-- Start EXTRACT PROVIDED --

WHITE HOUSE GOES INTO DAMAGE CONTROL MODE

 

No wonder the White House was desperate, less than two months before a presidential election, to suppress the information that State Department officials in Washington rejected warnings from Ambassador Stevens and other US officials in Libya that their own lives were being put at risk by inadequate security.

 

As the White House went into damage control mode, it stuck with the story that the attack was the result of a civilian protest against the anti-Muslim video long after that theory had become unbelievable.

 

It also redoubled its attacks on Mitt Romney for exposing the weakness of Obama’s policy towards the Muslim world as revealed by the Cairo embassy apology. The White House had initially hoped that the incident would quickly fade as a political issue. But once it became clear that the tragedy at the Benghazi consulate should have been avoided by providing it with adequate security, it became a major crisis for Obama’s administration and his re-election campaign.

-- End EXTRACT PROVIDED --
-- Start DATASET EXCERPTS --

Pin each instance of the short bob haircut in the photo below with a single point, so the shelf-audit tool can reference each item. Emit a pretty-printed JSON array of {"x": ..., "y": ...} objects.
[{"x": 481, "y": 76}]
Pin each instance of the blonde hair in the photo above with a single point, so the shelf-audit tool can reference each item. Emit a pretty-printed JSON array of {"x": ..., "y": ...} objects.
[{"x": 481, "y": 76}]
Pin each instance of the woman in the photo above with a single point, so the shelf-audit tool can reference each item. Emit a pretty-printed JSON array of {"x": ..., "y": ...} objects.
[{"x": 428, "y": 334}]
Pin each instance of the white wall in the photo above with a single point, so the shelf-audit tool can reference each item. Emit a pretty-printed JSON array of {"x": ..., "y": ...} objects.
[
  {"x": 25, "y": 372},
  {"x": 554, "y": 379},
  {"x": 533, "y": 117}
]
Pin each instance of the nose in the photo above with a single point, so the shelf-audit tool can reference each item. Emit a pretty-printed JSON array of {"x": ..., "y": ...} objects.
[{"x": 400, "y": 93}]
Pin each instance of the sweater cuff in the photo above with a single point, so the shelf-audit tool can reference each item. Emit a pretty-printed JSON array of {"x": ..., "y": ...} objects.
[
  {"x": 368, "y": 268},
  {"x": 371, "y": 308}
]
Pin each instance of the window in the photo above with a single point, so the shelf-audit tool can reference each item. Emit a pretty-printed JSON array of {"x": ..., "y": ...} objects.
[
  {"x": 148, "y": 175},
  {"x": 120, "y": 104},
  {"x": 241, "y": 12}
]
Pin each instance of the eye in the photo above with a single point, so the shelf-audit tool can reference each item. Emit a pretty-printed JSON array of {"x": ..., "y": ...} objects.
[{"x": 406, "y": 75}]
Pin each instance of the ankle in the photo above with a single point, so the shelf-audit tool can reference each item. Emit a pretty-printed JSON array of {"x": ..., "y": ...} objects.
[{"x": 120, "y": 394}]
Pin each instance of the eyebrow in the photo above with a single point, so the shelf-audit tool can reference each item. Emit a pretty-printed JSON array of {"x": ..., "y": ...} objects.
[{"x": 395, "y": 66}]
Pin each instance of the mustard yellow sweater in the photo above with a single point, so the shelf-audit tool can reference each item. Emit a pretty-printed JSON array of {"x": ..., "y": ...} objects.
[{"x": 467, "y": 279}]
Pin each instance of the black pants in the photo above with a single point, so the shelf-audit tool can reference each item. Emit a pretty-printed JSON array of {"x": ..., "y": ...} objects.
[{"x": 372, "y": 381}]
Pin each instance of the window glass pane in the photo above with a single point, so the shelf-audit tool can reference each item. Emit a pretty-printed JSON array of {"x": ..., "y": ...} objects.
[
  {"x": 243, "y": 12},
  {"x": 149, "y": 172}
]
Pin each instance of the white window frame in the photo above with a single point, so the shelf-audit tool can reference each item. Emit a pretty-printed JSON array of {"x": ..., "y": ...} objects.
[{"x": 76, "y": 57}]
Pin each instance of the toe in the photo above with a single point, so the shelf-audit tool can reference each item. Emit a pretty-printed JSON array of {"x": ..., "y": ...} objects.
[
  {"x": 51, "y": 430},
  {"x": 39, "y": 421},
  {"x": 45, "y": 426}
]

-- End DATASET EXCERPTS --

# TASKS TO COMPLETE
(1) Answer these questions about the excerpt on the White House's damage control:
(a) Who rejected the warnings from Ambassador Stevens and other US officials in Libya?
(b) What story about the attack did the White House stick with?
(c) For what did the White House redouble its attacks on Mitt Romney?
(2) Print, unchanged and with nothing else, the part of the records that opens with the line containing "Pin each instance of the white window" and runs through the end of the records.

# RESULTS FOR EACH TASK
(1)
(a) State Department officials in Washington.
(b) That the attack was the result of a civilian protest against the anti-Muslim video.
(c) For exposing the weakness of Obama's policy towards the Muslim world as revealed by the Cairo embassy apology.

(2)
Pin each instance of the white window frame in the photo above with a single point, so the shelf-audit tool can reference each item. Emit a pretty-printed JSON array of {"x": ..., "y": ...} objects.
[{"x": 76, "y": 57}]
Pin each instance of the toe in the photo above with a single point, so the shelf-audit tool can reference each item. Emit a pretty-printed JSON array of {"x": ..., "y": ...} objects.
[
  {"x": 51, "y": 430},
  {"x": 39, "y": 421},
  {"x": 45, "y": 426}
]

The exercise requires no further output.